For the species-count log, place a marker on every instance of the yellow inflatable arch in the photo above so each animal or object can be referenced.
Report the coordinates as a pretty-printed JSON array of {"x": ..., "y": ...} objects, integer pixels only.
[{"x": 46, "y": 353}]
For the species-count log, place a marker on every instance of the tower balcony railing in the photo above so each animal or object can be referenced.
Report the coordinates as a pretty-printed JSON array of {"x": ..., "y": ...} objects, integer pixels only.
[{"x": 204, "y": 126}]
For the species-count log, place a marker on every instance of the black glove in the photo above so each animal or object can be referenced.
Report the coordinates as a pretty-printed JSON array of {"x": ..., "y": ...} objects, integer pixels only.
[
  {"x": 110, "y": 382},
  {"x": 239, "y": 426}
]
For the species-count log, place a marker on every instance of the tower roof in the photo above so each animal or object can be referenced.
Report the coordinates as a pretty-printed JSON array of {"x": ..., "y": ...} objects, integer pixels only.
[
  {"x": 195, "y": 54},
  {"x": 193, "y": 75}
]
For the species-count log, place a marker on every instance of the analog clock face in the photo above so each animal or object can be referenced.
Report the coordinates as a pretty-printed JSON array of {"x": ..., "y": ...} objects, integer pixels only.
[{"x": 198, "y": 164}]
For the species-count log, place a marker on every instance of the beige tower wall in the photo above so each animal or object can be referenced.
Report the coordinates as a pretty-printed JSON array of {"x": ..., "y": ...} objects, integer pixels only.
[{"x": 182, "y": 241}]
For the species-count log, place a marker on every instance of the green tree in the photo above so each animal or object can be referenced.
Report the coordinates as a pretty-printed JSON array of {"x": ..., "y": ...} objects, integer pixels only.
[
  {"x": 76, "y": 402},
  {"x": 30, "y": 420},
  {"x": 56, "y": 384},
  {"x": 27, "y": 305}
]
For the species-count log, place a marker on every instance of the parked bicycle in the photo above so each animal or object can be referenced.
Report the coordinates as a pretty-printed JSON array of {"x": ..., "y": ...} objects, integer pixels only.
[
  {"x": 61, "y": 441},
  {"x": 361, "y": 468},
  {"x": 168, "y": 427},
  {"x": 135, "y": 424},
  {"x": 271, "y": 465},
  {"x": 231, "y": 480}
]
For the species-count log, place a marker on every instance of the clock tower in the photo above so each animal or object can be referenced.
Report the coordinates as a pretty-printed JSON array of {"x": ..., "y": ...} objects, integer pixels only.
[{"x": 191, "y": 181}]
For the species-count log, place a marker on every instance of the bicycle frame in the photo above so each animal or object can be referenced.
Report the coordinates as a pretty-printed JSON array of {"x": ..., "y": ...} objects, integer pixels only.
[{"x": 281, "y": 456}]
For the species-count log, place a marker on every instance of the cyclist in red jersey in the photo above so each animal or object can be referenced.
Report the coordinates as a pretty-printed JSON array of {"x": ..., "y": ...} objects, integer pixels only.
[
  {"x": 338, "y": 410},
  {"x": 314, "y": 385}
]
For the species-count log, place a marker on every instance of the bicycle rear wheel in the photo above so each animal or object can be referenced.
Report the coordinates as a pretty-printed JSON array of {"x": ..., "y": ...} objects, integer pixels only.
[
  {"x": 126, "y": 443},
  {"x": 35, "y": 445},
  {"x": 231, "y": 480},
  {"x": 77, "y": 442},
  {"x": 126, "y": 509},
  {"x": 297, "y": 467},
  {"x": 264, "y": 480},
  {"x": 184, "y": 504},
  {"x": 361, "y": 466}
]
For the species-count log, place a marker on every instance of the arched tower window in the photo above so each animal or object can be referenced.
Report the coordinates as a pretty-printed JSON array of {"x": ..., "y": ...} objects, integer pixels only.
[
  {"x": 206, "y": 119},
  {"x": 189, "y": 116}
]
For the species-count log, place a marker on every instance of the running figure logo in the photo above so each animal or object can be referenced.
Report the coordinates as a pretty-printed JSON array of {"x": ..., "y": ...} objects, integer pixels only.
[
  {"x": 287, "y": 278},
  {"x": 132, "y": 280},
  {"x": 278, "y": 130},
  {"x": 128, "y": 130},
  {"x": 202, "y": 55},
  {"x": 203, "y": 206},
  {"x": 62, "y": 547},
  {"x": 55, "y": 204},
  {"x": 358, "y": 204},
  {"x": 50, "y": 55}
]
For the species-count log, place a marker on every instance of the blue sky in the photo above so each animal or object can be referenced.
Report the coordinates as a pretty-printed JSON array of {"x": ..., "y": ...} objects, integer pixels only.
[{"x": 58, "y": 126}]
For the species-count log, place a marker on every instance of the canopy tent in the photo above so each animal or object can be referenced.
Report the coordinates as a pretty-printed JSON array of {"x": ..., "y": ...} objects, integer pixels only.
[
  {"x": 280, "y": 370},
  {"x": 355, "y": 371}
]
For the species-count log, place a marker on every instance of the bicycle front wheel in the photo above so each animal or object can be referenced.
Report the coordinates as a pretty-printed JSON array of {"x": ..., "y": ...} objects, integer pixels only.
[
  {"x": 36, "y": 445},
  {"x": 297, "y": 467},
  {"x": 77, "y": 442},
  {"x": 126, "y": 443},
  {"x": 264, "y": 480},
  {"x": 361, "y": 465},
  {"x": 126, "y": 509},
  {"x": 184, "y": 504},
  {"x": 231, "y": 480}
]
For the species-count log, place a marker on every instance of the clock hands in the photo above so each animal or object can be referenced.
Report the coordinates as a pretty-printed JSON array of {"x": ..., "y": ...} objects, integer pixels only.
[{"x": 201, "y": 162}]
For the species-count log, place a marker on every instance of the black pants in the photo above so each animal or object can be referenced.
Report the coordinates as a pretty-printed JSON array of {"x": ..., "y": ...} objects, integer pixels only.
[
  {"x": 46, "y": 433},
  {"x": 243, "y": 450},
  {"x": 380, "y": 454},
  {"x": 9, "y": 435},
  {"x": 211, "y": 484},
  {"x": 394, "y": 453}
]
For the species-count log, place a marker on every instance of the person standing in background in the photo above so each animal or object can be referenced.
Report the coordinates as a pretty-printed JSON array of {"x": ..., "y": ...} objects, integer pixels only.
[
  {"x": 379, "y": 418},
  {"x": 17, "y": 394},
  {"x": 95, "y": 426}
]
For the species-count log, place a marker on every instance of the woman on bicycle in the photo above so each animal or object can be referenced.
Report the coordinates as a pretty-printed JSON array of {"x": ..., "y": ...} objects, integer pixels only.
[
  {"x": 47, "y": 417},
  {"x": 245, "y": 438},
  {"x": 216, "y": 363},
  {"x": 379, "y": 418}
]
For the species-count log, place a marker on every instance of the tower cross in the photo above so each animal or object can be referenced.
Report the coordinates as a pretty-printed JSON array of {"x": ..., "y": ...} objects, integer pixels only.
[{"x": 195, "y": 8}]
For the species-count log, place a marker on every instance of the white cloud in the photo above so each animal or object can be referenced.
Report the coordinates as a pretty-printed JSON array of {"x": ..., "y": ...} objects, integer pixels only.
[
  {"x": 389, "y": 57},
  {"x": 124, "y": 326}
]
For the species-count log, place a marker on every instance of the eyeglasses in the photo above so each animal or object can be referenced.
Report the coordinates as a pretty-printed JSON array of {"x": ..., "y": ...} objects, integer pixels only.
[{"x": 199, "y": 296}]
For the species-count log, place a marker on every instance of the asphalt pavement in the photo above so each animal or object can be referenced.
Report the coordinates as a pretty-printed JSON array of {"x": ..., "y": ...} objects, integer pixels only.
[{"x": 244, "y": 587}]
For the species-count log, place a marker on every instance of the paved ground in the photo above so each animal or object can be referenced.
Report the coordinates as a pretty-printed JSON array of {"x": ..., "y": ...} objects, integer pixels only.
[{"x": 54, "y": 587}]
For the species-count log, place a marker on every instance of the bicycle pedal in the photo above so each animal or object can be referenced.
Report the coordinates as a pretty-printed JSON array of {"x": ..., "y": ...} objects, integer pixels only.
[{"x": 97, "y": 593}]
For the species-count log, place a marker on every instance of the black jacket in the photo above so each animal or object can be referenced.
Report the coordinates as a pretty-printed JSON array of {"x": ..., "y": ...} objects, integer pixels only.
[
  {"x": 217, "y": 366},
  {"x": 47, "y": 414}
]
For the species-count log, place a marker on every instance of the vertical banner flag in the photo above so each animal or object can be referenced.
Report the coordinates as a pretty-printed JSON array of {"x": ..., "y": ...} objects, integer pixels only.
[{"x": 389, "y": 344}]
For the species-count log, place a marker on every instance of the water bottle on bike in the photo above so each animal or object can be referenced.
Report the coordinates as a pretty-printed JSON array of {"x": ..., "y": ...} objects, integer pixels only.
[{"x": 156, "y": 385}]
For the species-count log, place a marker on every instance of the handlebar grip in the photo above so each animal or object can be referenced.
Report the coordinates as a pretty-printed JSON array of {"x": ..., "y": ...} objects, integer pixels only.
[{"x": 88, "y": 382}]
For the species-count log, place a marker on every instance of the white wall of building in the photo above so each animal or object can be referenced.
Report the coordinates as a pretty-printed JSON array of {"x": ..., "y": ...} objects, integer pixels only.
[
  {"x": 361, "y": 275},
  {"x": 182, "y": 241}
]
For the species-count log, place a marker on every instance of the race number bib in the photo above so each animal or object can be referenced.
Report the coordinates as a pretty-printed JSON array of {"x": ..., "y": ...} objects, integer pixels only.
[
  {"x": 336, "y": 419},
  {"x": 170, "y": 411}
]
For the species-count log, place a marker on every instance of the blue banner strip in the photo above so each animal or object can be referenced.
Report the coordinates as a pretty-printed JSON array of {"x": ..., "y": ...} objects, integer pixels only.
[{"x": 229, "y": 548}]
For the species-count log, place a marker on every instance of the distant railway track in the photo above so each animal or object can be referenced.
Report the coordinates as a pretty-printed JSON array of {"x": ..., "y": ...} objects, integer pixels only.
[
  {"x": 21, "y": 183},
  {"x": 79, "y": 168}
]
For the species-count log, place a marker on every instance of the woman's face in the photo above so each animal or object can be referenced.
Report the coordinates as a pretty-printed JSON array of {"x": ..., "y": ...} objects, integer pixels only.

--

## Work instruction:
Nothing but a number is expected here: the number of lines above that hold the word "woman".

## Solution:
2